**EXTRACT PROVIDED**:
>> BEGIN
This curve quantifies how much of the total, 64-dimensional variance is contained within the first N components. For example, we see that with the digits the first 10 components contain approximately 75% of the variance, while you need around 50 components to describe close to 100% of the variance.

Here we see that our two-dimensional projection loses a lot of information (as measured by the explained variance) and that we’d need about 20 components to retain 90% of the variance. Looking at this plot for a high-dimensional dataset can help you understand the level of redundancy present in multiple observations.

PCA as Noise Filtering

PCA can also be used as a filtering approach for noisy data. The idea is this: any components with variance much larger than the effect of the noise should be relatively unaffected by the noise. So if you reconstruct the data using just the largest subset of principal components, you should be preferentially keeping the signal and throwing out the noise.

Let’s see how this looks with the digits data. First we will plot several of the input noise-free data:

def plot_digits(data):
    fig, axes = plt.subplots(4, 10, figsize=(10, 4),
                             subplot_kw={'xticks':[], 'yticks':[]},
                             gridspec_kw=dict(hspace=0.1, wspace=0.1))
    for i, ax in enumerate(axes.flat):
        ax.imshow(data[i].reshape(8, 8),
                  cmap='binary', interpolation='nearest',
                  clim=(0, 16))
plot_digits(digits.data)
<Figure size 1000x400 with 40 Axes>

Now lets add some random noise to create a noisy dataset, and re-plot it:

noisy = np.random.normal(digits.data, 4)
plot_digits(noisy)
<Figure size 1000x400 with 40 Axes>

It’s clear by eye that the images are noisy, and contain random pixels. Let’s train a PCA on the noisy data, requesting that the projection preserve 50% of the variance:

pca = PCA(0.50).fit(noisy)
pca.n_components_
np.int64(12)

Here 50% of the variance amounts to 12 principal components. Now we compute these components, and then use the inverse of the transform to reconstruct the filtered digits:

components = pca.transform(noisy)
filtered = pca.inverse_transform(components)
plot_digits(filtered)
<Figure size 1000x400 with 40 Axes>

This signal preserving/noise filtering property makes PCA a very useful feature selection routine—for example, rather than training a classifier on very high-dimensional data, you might instead train the classifier on the lower-dimensional representation, which will automatically serve to filter out random noise in the inputs.

PCA for Facial Data

Let’s take a look at the facial recognition problem. We will use the Labeled Faces in the Wild dataset, which consists of several thousand collated photos of various public figures. A fetcher for the dataset is built into Scikit-Learn:

from sklearn.datasets import fetch_lfw_people
faces = fetch_lfw_people(min_faces_per_person=60)
>> END
**WORK INSTRUCTIONS**:
[1] In the PCA tutorial excerpt, how many principal components are needed to preserve 50% of the variance of the noisy digits data?
[2] Carry on the PCA tutorial excerpt, starting right after its final line of code.

**DATA EXCERPTS**:
>> BEGIN
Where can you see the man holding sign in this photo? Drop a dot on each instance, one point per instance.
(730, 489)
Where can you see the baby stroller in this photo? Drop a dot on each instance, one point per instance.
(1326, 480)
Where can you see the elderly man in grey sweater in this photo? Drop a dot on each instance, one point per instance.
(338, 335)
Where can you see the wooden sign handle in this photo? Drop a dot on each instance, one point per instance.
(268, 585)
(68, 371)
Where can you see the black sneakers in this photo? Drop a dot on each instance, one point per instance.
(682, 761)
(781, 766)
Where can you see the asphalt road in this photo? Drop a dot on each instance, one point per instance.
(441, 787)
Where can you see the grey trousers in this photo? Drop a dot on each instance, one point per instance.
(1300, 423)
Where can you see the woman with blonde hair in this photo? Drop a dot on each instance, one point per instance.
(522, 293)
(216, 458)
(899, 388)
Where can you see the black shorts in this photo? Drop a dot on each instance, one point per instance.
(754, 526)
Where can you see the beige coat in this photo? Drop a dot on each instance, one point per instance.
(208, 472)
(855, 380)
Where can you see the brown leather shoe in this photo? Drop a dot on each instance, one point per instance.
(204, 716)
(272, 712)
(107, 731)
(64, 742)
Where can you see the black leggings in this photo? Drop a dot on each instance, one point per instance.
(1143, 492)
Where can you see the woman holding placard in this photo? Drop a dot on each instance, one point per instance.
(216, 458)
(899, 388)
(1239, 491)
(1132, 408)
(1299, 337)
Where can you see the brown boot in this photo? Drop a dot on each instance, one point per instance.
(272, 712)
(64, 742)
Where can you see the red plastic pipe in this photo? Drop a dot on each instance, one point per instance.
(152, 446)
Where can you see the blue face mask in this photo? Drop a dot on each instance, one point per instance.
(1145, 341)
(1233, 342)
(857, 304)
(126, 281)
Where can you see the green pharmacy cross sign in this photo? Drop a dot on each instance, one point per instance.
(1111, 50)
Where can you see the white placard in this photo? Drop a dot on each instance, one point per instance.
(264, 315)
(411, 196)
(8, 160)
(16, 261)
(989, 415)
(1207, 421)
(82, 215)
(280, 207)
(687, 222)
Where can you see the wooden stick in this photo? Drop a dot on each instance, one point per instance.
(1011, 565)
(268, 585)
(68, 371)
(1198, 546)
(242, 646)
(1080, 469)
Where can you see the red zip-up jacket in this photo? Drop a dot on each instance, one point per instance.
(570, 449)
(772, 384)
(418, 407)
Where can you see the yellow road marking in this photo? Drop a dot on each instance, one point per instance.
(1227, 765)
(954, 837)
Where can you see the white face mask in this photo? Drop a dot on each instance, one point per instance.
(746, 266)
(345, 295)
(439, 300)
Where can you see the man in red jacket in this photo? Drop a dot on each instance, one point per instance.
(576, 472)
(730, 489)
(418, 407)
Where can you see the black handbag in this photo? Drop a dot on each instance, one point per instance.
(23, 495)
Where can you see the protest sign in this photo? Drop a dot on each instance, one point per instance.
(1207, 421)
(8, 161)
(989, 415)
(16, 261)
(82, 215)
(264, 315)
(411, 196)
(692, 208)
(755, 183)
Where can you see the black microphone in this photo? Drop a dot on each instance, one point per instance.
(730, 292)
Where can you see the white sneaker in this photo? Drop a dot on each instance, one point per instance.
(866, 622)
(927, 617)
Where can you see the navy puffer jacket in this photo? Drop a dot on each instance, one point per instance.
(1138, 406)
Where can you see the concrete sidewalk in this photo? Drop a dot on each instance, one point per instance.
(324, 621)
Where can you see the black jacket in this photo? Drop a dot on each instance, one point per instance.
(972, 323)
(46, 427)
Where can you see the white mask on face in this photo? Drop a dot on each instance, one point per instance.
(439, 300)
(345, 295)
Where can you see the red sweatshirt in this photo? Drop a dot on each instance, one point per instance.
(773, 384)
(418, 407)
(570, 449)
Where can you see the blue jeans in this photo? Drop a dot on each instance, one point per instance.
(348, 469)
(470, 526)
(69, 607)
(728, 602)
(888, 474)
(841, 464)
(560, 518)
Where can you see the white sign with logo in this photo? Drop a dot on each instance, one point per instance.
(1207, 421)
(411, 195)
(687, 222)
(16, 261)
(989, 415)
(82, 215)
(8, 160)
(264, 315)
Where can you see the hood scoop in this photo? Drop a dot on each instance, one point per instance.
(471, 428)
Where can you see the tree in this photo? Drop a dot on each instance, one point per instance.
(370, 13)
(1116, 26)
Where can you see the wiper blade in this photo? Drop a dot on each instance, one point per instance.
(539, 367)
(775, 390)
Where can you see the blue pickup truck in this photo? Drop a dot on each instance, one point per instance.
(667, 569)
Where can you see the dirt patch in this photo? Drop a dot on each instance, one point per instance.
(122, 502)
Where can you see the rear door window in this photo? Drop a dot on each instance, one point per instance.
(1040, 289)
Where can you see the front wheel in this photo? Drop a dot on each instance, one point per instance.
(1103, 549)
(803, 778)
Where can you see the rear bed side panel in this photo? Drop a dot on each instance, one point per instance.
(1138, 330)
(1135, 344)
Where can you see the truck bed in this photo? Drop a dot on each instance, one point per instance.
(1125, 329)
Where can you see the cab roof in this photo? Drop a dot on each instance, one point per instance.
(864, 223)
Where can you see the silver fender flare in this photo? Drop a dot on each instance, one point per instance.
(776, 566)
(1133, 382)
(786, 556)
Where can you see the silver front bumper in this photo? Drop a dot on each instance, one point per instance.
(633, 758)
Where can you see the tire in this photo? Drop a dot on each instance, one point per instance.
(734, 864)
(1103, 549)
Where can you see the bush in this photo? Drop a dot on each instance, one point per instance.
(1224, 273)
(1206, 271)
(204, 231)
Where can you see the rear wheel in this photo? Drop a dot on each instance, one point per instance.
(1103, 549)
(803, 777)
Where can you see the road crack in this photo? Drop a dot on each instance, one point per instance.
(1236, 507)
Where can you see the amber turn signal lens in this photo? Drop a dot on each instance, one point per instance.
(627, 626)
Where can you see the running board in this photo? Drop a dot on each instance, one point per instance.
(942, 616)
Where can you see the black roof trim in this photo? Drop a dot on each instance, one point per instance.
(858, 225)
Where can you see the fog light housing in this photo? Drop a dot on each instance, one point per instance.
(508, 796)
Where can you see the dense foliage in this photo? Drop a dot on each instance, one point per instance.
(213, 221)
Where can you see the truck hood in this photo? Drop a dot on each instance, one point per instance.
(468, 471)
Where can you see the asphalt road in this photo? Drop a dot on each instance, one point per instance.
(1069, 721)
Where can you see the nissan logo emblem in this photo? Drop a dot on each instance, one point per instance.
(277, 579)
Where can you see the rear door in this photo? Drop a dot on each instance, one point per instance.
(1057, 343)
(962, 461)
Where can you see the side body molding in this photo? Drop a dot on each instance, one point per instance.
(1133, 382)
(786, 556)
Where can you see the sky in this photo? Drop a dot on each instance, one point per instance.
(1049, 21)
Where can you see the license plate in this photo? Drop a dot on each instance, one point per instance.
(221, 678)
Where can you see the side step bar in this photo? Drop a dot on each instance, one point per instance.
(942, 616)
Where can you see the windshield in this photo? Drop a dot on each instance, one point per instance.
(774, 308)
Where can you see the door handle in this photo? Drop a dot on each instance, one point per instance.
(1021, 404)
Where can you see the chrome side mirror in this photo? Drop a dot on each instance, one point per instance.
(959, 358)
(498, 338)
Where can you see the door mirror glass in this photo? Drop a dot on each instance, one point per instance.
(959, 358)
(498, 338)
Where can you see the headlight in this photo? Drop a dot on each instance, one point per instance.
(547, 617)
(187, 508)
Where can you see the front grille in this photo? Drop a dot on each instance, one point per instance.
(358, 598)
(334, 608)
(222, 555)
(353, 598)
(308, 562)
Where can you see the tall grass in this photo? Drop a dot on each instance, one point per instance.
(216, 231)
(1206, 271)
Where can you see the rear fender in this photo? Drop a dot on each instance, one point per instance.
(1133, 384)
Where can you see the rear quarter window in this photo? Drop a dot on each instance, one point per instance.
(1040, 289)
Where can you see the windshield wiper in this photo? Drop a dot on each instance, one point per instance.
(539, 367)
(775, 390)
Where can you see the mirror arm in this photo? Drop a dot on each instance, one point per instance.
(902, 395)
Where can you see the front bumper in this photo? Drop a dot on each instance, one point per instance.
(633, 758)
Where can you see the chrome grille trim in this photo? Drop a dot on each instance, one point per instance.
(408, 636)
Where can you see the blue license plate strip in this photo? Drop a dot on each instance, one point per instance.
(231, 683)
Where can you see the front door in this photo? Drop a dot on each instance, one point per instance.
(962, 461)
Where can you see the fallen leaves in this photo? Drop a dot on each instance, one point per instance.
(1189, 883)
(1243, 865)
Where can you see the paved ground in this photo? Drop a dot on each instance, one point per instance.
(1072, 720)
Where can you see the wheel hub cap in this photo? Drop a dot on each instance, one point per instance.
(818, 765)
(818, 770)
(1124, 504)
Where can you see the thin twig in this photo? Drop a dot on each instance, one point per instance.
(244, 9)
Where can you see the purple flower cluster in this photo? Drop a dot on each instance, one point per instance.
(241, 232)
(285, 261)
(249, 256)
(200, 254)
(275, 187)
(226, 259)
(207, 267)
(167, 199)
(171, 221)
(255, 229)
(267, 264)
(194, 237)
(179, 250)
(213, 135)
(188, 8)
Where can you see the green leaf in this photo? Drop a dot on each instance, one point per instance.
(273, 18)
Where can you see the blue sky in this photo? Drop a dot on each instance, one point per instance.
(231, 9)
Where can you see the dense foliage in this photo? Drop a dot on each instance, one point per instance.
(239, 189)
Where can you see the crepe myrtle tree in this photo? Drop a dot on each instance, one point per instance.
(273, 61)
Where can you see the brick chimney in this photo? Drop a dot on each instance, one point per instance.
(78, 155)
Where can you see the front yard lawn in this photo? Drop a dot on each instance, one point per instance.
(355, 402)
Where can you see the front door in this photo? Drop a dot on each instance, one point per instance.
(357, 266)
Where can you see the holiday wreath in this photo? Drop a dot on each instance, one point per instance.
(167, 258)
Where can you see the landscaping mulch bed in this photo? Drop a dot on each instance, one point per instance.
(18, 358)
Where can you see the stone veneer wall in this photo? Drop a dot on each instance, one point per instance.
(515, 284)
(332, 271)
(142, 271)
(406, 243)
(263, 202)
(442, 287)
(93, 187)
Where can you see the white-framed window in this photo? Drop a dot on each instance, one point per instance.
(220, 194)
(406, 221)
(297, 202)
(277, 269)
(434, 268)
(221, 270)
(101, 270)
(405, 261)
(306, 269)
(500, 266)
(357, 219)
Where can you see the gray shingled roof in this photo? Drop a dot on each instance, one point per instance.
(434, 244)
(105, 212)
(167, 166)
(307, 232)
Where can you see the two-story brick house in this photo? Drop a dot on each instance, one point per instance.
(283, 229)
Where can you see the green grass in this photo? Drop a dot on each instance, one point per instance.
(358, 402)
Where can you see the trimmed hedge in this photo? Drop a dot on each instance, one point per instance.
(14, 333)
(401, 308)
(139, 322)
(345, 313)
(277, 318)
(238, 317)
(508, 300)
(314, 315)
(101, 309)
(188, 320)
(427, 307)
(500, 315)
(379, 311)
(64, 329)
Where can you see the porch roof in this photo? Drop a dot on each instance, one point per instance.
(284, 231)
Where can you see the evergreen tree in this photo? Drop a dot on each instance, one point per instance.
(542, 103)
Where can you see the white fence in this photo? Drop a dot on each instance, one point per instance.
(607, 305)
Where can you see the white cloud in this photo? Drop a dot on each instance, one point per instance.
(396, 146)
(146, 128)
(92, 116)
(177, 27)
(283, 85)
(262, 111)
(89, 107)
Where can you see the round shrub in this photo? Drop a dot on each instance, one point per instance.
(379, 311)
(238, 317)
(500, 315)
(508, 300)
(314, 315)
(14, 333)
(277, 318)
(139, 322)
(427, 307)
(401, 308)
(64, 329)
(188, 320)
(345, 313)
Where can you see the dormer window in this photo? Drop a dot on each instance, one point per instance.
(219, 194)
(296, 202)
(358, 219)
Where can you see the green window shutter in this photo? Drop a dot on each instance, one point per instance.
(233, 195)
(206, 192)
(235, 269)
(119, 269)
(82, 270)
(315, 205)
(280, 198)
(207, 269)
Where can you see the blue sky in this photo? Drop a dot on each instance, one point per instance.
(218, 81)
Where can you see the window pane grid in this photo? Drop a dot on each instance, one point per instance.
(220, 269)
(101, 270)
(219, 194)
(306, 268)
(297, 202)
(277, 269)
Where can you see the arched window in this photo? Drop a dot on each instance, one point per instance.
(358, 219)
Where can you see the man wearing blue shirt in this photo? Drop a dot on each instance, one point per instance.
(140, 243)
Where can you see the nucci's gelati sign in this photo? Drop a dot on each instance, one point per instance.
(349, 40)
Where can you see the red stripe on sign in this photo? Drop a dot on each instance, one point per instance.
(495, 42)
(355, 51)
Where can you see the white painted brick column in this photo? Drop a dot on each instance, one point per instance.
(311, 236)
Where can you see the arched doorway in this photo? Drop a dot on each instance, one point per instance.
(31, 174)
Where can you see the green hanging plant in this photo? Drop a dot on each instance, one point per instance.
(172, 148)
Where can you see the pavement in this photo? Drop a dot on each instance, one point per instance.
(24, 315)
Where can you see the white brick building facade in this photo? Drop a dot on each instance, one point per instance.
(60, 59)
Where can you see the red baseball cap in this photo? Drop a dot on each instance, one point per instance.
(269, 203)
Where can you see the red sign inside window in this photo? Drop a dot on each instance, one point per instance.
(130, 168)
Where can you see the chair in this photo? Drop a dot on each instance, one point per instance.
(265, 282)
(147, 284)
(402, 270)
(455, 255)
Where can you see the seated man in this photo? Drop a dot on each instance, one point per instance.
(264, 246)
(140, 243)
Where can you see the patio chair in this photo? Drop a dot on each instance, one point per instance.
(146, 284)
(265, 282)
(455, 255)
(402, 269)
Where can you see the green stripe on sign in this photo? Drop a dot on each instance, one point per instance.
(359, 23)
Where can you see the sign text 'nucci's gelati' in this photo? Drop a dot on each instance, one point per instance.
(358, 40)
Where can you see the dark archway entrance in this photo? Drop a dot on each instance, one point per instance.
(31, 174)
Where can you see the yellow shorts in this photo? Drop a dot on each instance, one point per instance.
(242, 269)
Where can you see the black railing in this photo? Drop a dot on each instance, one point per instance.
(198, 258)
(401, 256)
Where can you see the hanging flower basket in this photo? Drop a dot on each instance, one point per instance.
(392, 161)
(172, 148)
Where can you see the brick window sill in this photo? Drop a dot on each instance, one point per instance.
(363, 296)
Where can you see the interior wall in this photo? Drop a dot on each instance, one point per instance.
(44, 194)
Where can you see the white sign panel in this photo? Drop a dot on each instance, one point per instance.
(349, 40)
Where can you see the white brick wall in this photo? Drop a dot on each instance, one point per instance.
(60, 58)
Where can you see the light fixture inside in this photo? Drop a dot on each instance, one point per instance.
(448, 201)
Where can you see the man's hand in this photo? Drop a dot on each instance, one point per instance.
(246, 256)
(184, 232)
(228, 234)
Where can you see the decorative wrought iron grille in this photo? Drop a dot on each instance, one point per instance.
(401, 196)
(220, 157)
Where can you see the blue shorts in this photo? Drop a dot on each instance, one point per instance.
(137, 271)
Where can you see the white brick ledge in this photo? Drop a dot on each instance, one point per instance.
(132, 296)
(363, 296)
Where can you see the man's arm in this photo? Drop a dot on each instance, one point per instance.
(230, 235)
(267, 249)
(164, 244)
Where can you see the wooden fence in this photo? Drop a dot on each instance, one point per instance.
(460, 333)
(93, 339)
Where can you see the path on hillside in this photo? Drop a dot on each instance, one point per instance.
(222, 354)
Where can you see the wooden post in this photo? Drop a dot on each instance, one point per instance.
>> END
**ANSWERS TO THE EXERCISES**:
[1] 12 principal components.

[2]
print(faces.target_names)
print(faces.images.shape)
['Ariel Sharon' 'Colin Powell' 'Donald Rumsfeld' 'George W Bush'
 'Gerhard Schroeder' 'Hugo Chavez' 'Junichiro Koizumi' 'Tony Blair']
(1348, 62, 47)

Let’s take a look at the principal axes that span this dataset. Because this is a large dataset, we will use RandomizedPCA as it contains a randomized method to approximate the first N principal components much more quickly than the standard PCA estimator, and thus is very useful for high-dimensional data (here, a dimensionality of nearly 3K). We will take a look at the first 150 components:

pca = PCA(150, svd_solver='randomized')
pca.fit(faces.data)
Loading...

In this case, it can be interesting to visualize the images associated with the first several principal components (these components are technically known as “eigenvectors,” so these types of images are often called “eigenfaces”, and any further field where you analyse these will be eigen-whatever). As you can see in this figure, they are as creepy as they sound:

fig, axes = plt.subplots(3, 8, figsize=(9, 4),
                         subplot_kw={'xticks':[], 'yticks':[]},
                         gridspec_kw=dict(hspace=0.1, wspace=0.1))
for i, ax in enumerate(axes.flat):
    ax.imshow(pca.components_[i].reshape(62, 47), cmap='bone')
<Figure size 900x400 with 24 Axes>

The results are very interesting, and give us insight into how the images vary: for example, the first few eigenfaces (from the top left) seem to be associated with the angle of lighting on the face, and later principal vectors seem to be picking out certain features, such as eyes, noses, and lips. Let’s take a look at the cumulative variance of these components to see how much of the data information the projection is preserving:

cumulative_variance = np.cumsum(pca.explained_variance_ratio_)

fig = px.line(cumulative_variance)

fig.update_layout(
    xaxis_title='Number of Components',
    yaxis_title='Cumulative Explained Variance',
    yaxis=dict(range=[0, 1])
)

fig.show()
Loading...

We see that these 150 components account for just over 90% of the variance. That would lead us to believe that using these 150 components, we would recover most of the essential characteristics of the data. To make this more concrete, we can compare the input images with the images reconstructed from these 150 components:

ca = PCA(150, svd_solver='randomized').fit(faces.data)
components = pca.transform(faces.data)
projected = pca.inverse_transform(components)
fig, ax = plt.subplots(2, 10, figsize=(10, 2.5),
                       subplot_kw={'xticks':[], 'yticks':[]},
                       gridspec_kw=dict(hspace=0.1, wspace=0.1))
for i in range(10):
    ax[0, i].imshow(faces.data[i].reshape(62, 47), cmap='binary_r')
    ax[1, i].imshow(projected[i].reshape(62, 47), cmap='binary_r')
    
ax[0, 0].set_ylabel('full-dim\ninput')
ax[1, 0].set_ylabel('150-dim\nreconstruction');
<Figure size 1000x250 with 20 Axes>

The top row here shows the input images, while the bottom row shows the reconstruction of the images from just 150 of the ~3000 initial features. What this means is that our classification algorithm can be trained on 150-dimensional data rather than 3000-dimensional data, which depending on the particular algorithm we choose, can lead to a much more efficient classification!

PCA for Vocal Decomposition

url = "https://raw.githubusercontent.com/jim-schwoebel/sample_voice_data/master/gender_all.csv"
df = pd.read_csv(url)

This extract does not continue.